Please read the text on director and officer indemnification below and name the indemnity that Section 13.1-704 of the VSCA excludes from a Virginia corporation's power to indemnify further.

### Text:
* begin *
We further regard any statement contained in a document that is incorporated by reference in this Registration Statement to be modified
or superseded if this Registration Statement, or some other subsequently filed document that is also incorporated by reference in this Registration Statement, modifies or supersedes the statement. If this occurs, we regard the statement to be
incorporated in this Registration Statement by reference only in the statements modified or superseded form.
Item 4.
Description of Securities.
Not applicable.
Item 5. Interests of Named Experts and Counsel.
Not applicable.
Item 6. Indemnification of Directors and Officers.
Kraft Foods Group is a Virginia corporation. The Virginia Stock Corporation Act (the VSCA) permits indemnification of a corporations directors and officers in a variety of circumstances,
which may include indemnification for liabilities under the Securities Act of 1933, as amended (the Securities Act). Sections 13.1-697 and 13.1-702 of the VSCA generally authorize a Virginia corporation to indemnify its directors and
officers in civil or criminal actions if they acted in good faith and believed their conduct to be in the best interests of the corporation and, in the case of criminal actions, had no reasonable cause to believe that the conduct was unlawful.
Additionally, Section 13.1-704 of the VSCA provides that a
Virginia corporation has the power to make any further indemnity to any director or officer, including under its articles of incorporation or any by-law or shareholder resolution, except an
indemnity against their willful misconduct or a knowing violation of the criminal law. Kraft Foods Groups amended and restated articles of incorporation require Kraft Foods Group to indemnify its directors, officers and other eligible persons
to the full extent permitted by the VSCA.
* end *
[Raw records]
* begin *
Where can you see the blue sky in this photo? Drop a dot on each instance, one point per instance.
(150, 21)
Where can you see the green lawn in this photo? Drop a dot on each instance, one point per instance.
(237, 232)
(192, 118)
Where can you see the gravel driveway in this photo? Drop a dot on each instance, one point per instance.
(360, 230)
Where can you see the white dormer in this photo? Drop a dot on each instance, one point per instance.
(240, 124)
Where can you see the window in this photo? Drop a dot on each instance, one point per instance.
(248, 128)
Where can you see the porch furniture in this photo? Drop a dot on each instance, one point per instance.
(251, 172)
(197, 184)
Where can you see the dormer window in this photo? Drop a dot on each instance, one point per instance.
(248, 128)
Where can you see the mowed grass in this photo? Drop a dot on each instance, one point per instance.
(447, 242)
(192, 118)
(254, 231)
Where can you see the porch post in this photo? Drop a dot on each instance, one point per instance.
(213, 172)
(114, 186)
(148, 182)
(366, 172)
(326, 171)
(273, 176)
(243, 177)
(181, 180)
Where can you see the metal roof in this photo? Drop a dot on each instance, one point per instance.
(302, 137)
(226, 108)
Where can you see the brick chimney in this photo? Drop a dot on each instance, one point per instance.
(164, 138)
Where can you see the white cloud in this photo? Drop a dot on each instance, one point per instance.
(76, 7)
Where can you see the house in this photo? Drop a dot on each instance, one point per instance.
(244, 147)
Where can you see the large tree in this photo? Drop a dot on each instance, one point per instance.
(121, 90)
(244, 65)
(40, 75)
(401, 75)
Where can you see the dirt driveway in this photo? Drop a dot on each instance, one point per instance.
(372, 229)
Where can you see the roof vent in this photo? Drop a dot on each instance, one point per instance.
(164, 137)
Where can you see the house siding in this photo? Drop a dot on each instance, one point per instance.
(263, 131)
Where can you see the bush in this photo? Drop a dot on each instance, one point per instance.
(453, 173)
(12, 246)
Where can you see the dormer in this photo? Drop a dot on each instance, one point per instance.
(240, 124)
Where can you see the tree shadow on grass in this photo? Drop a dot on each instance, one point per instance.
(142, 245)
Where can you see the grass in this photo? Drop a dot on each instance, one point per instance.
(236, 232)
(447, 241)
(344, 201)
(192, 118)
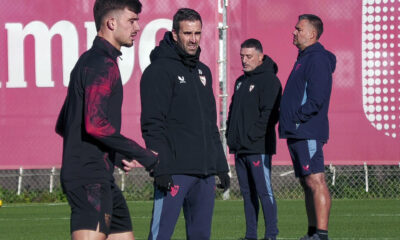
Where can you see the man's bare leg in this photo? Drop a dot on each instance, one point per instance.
(321, 197)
* end *
### Result below:
Indemnity against a director's or officer's willful misconduct or a knowing violation of the criminal law.